Rodney Calvert (speaker) and Gary Barnes (Shell Canada Ltd.): Starting at the Top

Rodney Calvert, the Manager of Geophysics at Shell Canada Ltd., gave a presentation that focused on statics, which is always a crucial issue in the processing of complex land data. He began by showing two sections from the Canadian foothills. One showed excellent data quality, and the other showed poor (and fairly typical) data quality, even though both datasets were from the same region. The problems with the poor dataset had to do with the near-surface conditions. Obviously then, we need to start at the top when processing foothills data, since that is where the major problems originate.

An obvious question to ask is whether higher fold data offer better solutions. Calvert answered this question with another dataset acquired in the same location as the original poor dataset, but with 120 fold and a finer (17 m) station interval. A brute stack with only elevation statics already showed improvements over the original dataset. With residual statics, the stack was much better than the lower-fold dataset.

Calvert pointed out that the higher-fold data gave better results because it was able to provide some visible signal to start with. Once you have a bit of signal stacking in, then you can work on improving it-you can mix along it, enhance the signal-to-noise, do velocity analysis along it, or make reference traces for statics. If you don’t have any coherence, then you can’t get started.

What you will do |
A - In the statics talk summary, update the passage that begins at "An obvious question" and stops after "the lower-fold dataset." by swapping "stack" for "section".
B - Lay out the Data entries as a Markdown table with the columns Row and Line, starting at the line containing "spectator in white shirt with a point." and going through the last entry. Skip blank lines and leave the pictures out.

Data entries
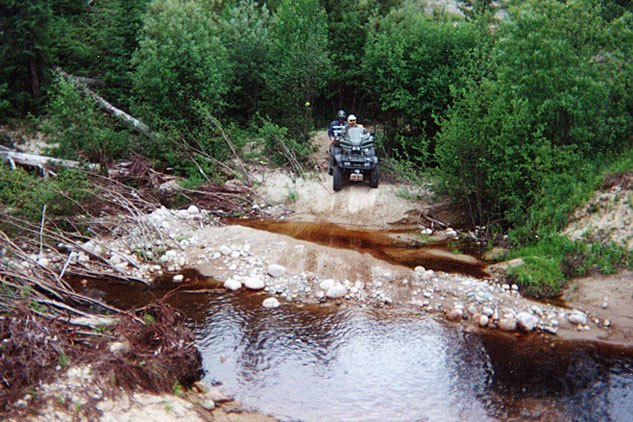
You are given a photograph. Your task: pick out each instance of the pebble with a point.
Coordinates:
(550, 329)
(254, 283)
(483, 321)
(271, 302)
(232, 284)
(327, 284)
(508, 324)
(455, 314)
(337, 291)
(526, 321)
(208, 404)
(577, 318)
(276, 270)
(119, 347)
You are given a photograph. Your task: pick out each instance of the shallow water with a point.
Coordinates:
(325, 363)
(315, 364)
(382, 244)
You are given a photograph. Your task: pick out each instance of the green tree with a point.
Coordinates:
(299, 64)
(245, 32)
(348, 22)
(561, 57)
(180, 65)
(24, 51)
(78, 129)
(411, 61)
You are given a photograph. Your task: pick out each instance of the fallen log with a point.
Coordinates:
(130, 121)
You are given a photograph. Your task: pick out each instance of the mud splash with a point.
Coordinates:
(314, 363)
(384, 245)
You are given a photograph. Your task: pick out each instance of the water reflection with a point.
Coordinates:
(317, 363)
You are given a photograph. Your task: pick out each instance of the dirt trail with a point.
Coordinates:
(456, 297)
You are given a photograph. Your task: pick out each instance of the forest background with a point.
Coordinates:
(516, 109)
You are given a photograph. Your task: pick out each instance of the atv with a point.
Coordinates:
(353, 158)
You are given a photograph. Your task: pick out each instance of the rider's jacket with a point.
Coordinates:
(335, 128)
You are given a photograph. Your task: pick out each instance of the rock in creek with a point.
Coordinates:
(254, 283)
(577, 318)
(276, 270)
(233, 284)
(336, 291)
(526, 321)
(271, 302)
(508, 324)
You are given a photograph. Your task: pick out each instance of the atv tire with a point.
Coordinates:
(373, 178)
(337, 179)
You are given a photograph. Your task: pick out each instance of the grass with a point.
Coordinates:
(293, 195)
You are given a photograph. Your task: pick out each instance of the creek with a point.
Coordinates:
(323, 362)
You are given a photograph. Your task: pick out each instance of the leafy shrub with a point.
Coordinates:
(180, 64)
(77, 129)
(279, 147)
(24, 196)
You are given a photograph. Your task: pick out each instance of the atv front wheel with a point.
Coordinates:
(337, 179)
(373, 179)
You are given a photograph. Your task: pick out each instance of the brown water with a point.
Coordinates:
(315, 363)
(381, 244)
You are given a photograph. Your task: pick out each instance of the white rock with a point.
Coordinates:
(254, 283)
(115, 260)
(208, 404)
(526, 321)
(271, 302)
(508, 324)
(550, 329)
(119, 347)
(336, 291)
(217, 396)
(276, 270)
(233, 284)
(327, 284)
(577, 318)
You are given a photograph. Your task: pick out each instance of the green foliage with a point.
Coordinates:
(411, 61)
(553, 260)
(26, 195)
(561, 58)
(518, 137)
(299, 64)
(77, 129)
(24, 52)
(348, 24)
(540, 276)
(245, 32)
(180, 66)
(278, 144)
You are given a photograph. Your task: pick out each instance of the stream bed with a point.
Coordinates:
(324, 362)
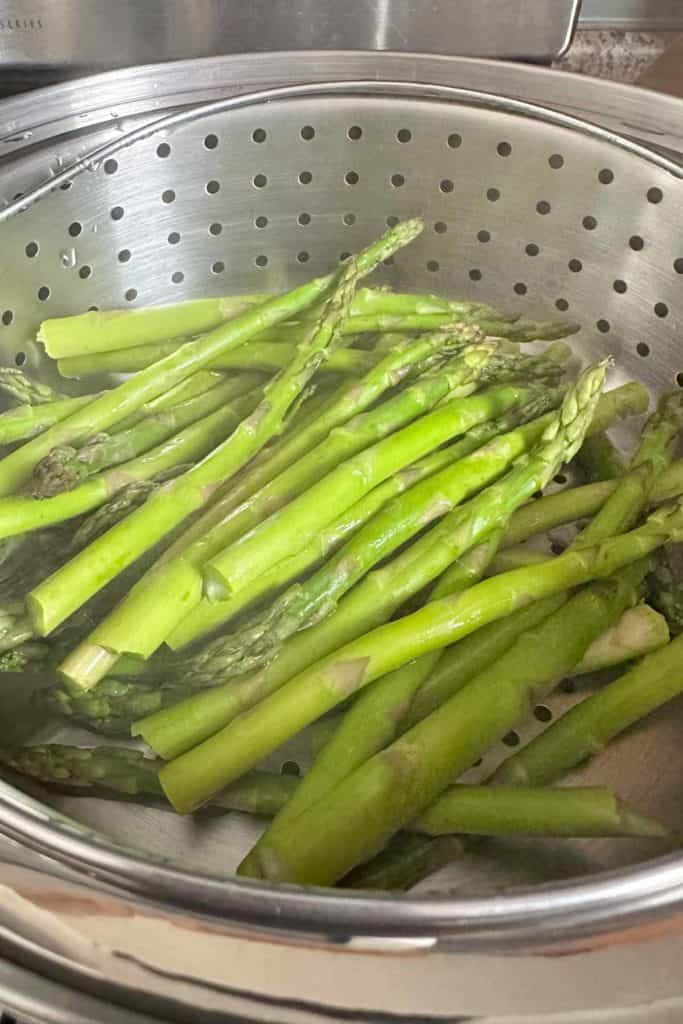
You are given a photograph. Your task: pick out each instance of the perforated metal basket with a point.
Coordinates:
(542, 194)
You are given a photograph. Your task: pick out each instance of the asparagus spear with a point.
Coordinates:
(289, 530)
(639, 631)
(174, 730)
(589, 726)
(372, 721)
(100, 332)
(25, 389)
(276, 537)
(269, 351)
(20, 515)
(342, 430)
(666, 593)
(257, 356)
(103, 560)
(519, 331)
(599, 460)
(114, 705)
(207, 615)
(354, 398)
(65, 467)
(580, 503)
(384, 709)
(28, 421)
(398, 782)
(581, 811)
(114, 406)
(305, 603)
(470, 525)
(619, 513)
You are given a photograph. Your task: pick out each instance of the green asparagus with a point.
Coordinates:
(25, 389)
(20, 515)
(66, 467)
(100, 332)
(306, 603)
(503, 810)
(289, 530)
(351, 400)
(257, 356)
(639, 631)
(398, 782)
(599, 460)
(174, 730)
(589, 726)
(470, 525)
(165, 510)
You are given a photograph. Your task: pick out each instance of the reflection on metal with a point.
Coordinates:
(95, 34)
(644, 15)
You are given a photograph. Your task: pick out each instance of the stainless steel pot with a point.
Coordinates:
(541, 190)
(76, 36)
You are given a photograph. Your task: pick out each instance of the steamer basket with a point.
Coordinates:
(125, 190)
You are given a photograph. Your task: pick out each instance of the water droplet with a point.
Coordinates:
(19, 137)
(68, 258)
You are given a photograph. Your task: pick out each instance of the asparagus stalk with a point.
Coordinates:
(373, 719)
(666, 594)
(207, 615)
(257, 356)
(383, 709)
(28, 421)
(278, 536)
(584, 811)
(398, 782)
(353, 399)
(619, 513)
(308, 602)
(101, 332)
(372, 602)
(114, 705)
(580, 503)
(108, 556)
(518, 331)
(66, 467)
(327, 441)
(503, 810)
(470, 524)
(407, 859)
(589, 726)
(174, 730)
(639, 631)
(599, 460)
(288, 531)
(25, 389)
(269, 351)
(20, 515)
(114, 406)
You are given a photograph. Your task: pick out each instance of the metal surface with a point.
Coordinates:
(525, 207)
(638, 15)
(78, 35)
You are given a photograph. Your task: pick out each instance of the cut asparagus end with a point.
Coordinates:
(215, 586)
(639, 631)
(86, 666)
(635, 823)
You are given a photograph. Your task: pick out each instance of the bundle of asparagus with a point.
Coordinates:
(318, 499)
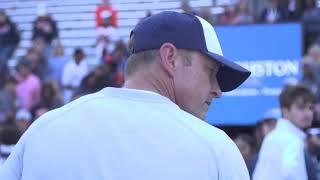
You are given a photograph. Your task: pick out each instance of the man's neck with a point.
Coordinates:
(149, 83)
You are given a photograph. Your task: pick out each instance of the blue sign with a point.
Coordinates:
(272, 53)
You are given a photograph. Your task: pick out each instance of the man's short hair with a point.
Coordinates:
(140, 59)
(291, 93)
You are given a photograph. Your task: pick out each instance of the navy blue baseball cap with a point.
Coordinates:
(190, 32)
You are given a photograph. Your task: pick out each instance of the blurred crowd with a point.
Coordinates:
(46, 78)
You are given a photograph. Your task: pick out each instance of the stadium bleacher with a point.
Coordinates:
(75, 19)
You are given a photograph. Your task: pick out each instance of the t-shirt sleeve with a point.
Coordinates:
(12, 167)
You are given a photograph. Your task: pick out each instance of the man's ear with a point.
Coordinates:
(284, 112)
(168, 58)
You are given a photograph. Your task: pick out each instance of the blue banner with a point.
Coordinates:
(272, 53)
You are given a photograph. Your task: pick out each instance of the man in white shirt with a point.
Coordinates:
(73, 73)
(150, 129)
(282, 155)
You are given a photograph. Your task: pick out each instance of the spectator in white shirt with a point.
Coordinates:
(73, 72)
(282, 154)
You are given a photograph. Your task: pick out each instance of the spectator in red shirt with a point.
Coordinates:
(105, 12)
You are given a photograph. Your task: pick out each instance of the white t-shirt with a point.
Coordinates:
(281, 155)
(73, 73)
(123, 134)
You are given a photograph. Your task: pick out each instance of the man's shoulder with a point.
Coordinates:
(211, 134)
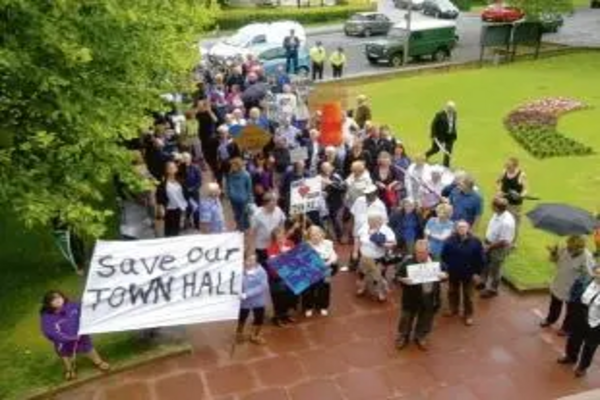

Answer set |
A -
An obvious question to ask is whether higher fold data offer better solutions. Calvert answered this question with another dataset acquired in the same location as the original poor dataset, but with 120 fold and a finer (17 m) station interval. A brute section with only elevation statics already showed improvements over the original dataset. With residual statics, the section was much better than the lower-fold dataset.

B -
| Row | Line |
|---|---|
| 1 | You are given a photograph. Your task: pick out each instance of the spectator in white shirt with a point. |
| 2 | Coordinates: |
| 3 | (73, 72) |
| 4 | (282, 154) |
| 5 | You are given a photograph. Your task: pick out each instance of the spectator in red shirt with a point. |
| 6 | Coordinates: |
| 7 | (105, 12) |
| 8 | You are given a photograph. Your task: pick out each instance of the white t-shirt with a point. |
| 9 | Coordinates: |
| 10 | (281, 155) |
| 11 | (73, 73) |
| 12 | (123, 134) |
| 13 | You are given a photograph. Your task: pick out each instance of the man's shoulder with a point. |
| 14 | Coordinates: |
| 15 | (211, 134) |